__WHAT THE TASK REQUIRES__:
Down to the last line, output the records below exactly.

(Items from a dataset)
----------------------------------------
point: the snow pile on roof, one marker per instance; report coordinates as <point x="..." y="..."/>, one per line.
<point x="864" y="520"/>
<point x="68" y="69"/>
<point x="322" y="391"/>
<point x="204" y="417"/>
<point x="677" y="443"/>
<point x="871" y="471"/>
----------------------------------------
__FINISHED TASK__:
point: the snow pile on roof, one marker per instance; report coordinates as <point x="..." y="..."/>, one per line.
<point x="864" y="520"/>
<point x="68" y="69"/>
<point x="322" y="391"/>
<point x="204" y="417"/>
<point x="677" y="443"/>
<point x="871" y="471"/>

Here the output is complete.